Well, I don’t know about you, but the world feels a little too chaotic to me these days. And the one thing that keeps me grounded through it all, is returning here, week after week, and practicing community, deep community, rooted in history, in tradition, in Wisdom, in Love. And, even though we are facing some major changes in our common life, and a little bit of that chaos that may creep in here, this community is not going anywhere.

As we have been reminded often, over the last 42 years, we are members of a community established in 1743, in the Reformed tradition of Christianity that stretches back through one holy catholic apostolic church to Jesus and back into Judaism and the desert and that ancient promise to Abraham, Sara and Hagar that they would be blessed and become a blessing to all people. Those are pretty deep roots. And just in case we needed a little reminder, the very start of that very story is in our lectionary today, from Genesis, chapter 12 (1-4a):

Now the LORD said to Abram, "Go from your country and your kindred and your father's house (in other words, everything you’ve ever known and trusted and loved) go to the land that I will show you. I will make of you a great nation, and I will bless you, and make your name great, so that you will be a blessing… to all the families of the earth… So Abram went.

Abraham’s story—and ours—actually begins a little bit earlier, in Genesis 1, right at the beginning of the beginning of that great mythic hymn to the goodness of creation. There we are told that, in the beginning, there was already this “formless void” -- a feeble translation of the best Hebrew word ever, tohuwabohu, which manages to suggest both empty and chaotic. Creation begins when the Spirit, breath of the Holy One, sweeps over the chaos. So, according to this tale, our very existence emerges from God’s creative interaction with that first primal tohuwabohu. Chaos, breath, light.

And let us never forget: it is good, it is good, it is all good, at least according to the refrain of this great creation hymn. Until the human one gets made--in the image and the likeness of the Holy--then it is very good. And of course, by chapter 3, chaos is back, right in and through human being. Alienation, betrayal, violence, murder, corruption, and towering pride—right alongside that inborn capacity for goodness—right from the start—that’s pretty much Genesis 3-11. Which brings us to our story today, and God’s invitation to Abraham to set out on an unimaginable journey armed only with trust in God’s promise and presence, and a radical vision of universal kinship.

This Abram story is also the prequel for last week’s stories, where we had Jesus in the wilderness for forty days, and Moses wandering the desert for forty long tumultuous years with a ragtag band of misfits. All three of these journeys begins with an invitation from the Spirit, is inspired by the promise of God’s presence, and each requires full surrender of control, certainty, and so many other beloved things. In each case, the wilderness turns out to be a place of not just struggle and temptation, but also surprise, discovery, new life, and unimaginable abundance.

Referring expression pointing data:
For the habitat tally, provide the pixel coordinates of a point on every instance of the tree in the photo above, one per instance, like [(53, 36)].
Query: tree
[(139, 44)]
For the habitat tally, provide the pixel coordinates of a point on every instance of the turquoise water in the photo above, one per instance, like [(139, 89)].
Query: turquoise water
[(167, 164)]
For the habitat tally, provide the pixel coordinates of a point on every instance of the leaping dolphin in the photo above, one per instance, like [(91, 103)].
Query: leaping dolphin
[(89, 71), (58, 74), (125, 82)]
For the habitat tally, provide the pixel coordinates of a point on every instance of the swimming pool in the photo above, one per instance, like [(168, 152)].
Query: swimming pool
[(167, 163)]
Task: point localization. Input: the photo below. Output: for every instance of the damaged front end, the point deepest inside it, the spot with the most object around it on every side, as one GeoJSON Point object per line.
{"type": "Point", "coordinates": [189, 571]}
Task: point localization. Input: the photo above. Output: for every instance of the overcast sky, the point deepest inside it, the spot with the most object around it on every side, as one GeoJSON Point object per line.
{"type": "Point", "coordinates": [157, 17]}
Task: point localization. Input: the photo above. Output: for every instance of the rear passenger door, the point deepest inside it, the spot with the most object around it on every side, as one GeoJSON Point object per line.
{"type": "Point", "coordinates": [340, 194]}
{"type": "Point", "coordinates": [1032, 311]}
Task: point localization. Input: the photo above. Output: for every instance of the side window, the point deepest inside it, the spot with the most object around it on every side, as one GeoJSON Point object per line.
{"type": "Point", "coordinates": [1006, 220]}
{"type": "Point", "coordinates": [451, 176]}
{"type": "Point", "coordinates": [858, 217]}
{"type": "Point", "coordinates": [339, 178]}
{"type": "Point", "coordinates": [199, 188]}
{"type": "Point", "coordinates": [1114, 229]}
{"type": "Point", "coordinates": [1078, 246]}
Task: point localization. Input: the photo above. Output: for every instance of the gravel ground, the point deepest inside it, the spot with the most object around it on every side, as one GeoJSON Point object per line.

:: TASKS TO COMPLETE ::
1. List the six things the sermon names in the series that ends with "towering pride."
2. Please transcribe the part of the sermon starting with "This Abram story" and going on through "and unimaginable abundance.".
These rows were drawn from a separate source.

:: ANSWERS TO THE EXERCISES ::
1. Alienation, betrayal, violence, murder, corruption, towering pride

2.
This Abram story is also the prequel for last week’s stories, where we had Jesus in the wilderness for forty days, and Moses wandering the desert for forty long tumultuous years with a ragtag band of misfits. All three of these journeys begins with an invitation from the Spirit, is inspired by the promise of God’s presence, and each requires full surrender of control, certainty, and so many other beloved things. In each case, the wilderness turns out to be a place of not just struggle and temptation, but also surprise, discovery, new life, and unimaginable abundance.